— Start —
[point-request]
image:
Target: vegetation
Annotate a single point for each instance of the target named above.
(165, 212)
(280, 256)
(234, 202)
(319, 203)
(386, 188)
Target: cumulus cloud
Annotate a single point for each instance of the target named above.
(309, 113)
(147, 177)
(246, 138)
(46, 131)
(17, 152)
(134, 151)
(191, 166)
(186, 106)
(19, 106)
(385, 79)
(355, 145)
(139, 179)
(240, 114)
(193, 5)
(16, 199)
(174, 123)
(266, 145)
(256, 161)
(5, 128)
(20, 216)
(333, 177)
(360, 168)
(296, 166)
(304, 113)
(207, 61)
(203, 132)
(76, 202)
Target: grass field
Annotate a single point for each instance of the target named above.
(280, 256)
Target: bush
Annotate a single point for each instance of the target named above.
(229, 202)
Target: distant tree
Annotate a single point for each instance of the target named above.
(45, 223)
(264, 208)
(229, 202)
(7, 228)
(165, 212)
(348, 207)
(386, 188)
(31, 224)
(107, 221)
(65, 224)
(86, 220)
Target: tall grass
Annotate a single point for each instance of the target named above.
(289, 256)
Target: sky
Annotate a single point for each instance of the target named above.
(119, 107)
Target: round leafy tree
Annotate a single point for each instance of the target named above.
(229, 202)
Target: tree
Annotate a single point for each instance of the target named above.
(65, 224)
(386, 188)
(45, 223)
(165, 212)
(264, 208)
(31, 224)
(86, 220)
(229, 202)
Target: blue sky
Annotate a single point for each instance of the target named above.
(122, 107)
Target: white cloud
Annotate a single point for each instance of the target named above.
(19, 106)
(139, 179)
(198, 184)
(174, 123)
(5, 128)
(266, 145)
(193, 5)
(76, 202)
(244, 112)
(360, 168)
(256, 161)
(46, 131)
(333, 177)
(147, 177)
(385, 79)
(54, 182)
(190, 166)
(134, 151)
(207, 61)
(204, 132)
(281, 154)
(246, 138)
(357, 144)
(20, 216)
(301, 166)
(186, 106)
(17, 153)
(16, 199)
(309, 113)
— End —
WHAT TO WORK ON
Reproduce all of the lines above verbatim, from first to last.

SOLVED EXERCISE
[point-request]
image:
Target: vegetation
Annotate a single point for each instance of the target named above.
(165, 212)
(280, 256)
(234, 202)
(319, 203)
(386, 188)
Target: cumulus cloud
Annotate a single point for each instance of the target named above.
(309, 113)
(147, 177)
(246, 138)
(46, 131)
(17, 152)
(134, 151)
(191, 166)
(186, 106)
(19, 106)
(385, 79)
(355, 145)
(139, 179)
(240, 114)
(193, 5)
(16, 199)
(174, 123)
(266, 145)
(256, 161)
(5, 128)
(20, 216)
(333, 177)
(360, 168)
(296, 166)
(304, 113)
(207, 61)
(203, 132)
(76, 202)
Target: grass field
Annotate a single point for each instance of the target named above.
(280, 256)
Target: bush
Annotate a single point for each instance of the target named above.
(229, 202)
Target: distant tree
Annotate a single point for each instance of the target named above.
(45, 223)
(264, 208)
(229, 202)
(7, 228)
(165, 212)
(348, 207)
(386, 188)
(31, 224)
(107, 221)
(65, 224)
(86, 220)
Target: tall grass
Annotate a single point for each instance of the target named above.
(289, 256)
Target: sky
Annotate a single point for each instance of the target named above.
(119, 107)
Target: round leafy tree
Annotate a single point for each instance of the target named above.
(229, 202)
Target: tree
Annotate a single point for each instance of the target named above.
(65, 224)
(386, 188)
(45, 223)
(165, 212)
(264, 208)
(31, 224)
(86, 220)
(229, 202)
Target: blue sky
Annotate a single point for each instance of the target named above.
(122, 107)
Target: white cloud
Annotate a single point for each instance of the target named above.
(19, 106)
(139, 179)
(198, 184)
(174, 123)
(5, 128)
(266, 145)
(193, 5)
(76, 202)
(244, 112)
(360, 168)
(256, 161)
(46, 131)
(333, 177)
(147, 177)
(385, 79)
(54, 182)
(190, 166)
(134, 151)
(207, 61)
(204, 132)
(281, 154)
(246, 138)
(357, 144)
(20, 216)
(301, 166)
(186, 106)
(17, 153)
(16, 199)
(309, 113)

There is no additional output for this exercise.